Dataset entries
· · · · · · ·

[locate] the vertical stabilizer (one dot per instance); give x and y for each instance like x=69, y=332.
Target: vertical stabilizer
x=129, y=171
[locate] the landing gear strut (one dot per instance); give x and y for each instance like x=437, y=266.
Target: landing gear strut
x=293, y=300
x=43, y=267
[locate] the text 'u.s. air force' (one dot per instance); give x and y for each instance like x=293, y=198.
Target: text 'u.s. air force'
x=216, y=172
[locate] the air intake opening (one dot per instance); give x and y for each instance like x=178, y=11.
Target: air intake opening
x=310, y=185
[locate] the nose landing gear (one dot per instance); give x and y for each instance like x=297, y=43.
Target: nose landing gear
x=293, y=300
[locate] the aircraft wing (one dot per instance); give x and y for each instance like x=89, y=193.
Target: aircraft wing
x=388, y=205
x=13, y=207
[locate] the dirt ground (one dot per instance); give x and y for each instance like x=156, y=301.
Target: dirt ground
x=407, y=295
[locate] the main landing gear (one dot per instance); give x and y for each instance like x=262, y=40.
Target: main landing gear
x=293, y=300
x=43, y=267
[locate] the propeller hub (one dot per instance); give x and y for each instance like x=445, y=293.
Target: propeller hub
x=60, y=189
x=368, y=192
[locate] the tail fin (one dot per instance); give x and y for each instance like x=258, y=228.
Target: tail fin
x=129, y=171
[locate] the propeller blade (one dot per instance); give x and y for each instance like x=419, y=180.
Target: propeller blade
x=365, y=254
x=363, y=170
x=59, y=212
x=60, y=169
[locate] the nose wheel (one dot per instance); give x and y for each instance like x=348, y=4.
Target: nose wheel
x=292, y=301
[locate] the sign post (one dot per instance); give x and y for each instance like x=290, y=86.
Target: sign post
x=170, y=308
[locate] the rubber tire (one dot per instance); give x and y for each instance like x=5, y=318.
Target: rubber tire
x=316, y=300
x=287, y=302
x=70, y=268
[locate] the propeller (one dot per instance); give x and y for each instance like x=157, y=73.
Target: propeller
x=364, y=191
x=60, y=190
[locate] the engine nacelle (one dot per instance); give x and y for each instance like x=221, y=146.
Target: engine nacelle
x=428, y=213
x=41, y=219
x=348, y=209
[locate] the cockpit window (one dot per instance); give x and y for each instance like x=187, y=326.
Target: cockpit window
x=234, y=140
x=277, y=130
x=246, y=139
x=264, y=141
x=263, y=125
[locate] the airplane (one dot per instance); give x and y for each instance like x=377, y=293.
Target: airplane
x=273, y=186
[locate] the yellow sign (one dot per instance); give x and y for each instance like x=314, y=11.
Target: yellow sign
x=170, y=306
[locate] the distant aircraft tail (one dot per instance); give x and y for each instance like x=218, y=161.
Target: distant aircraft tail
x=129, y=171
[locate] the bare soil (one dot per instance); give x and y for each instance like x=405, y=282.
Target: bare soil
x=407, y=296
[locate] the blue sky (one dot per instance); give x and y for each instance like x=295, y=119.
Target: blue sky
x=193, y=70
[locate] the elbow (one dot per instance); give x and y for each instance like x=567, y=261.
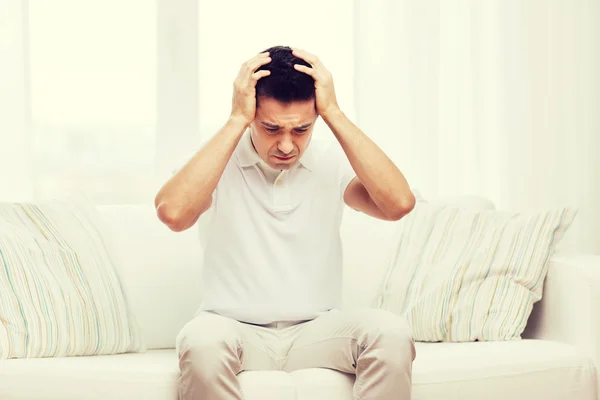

· · · · · · ·

Please reproduce, word for word, only the lines from the line that holds "Target: blue sky" through the final line of the entries above, omitting any pictures.

Answer box
Target: blue sky
x=193, y=70
[locate] the elbow (one dot per instance); give x and y for each instance like x=567, y=261.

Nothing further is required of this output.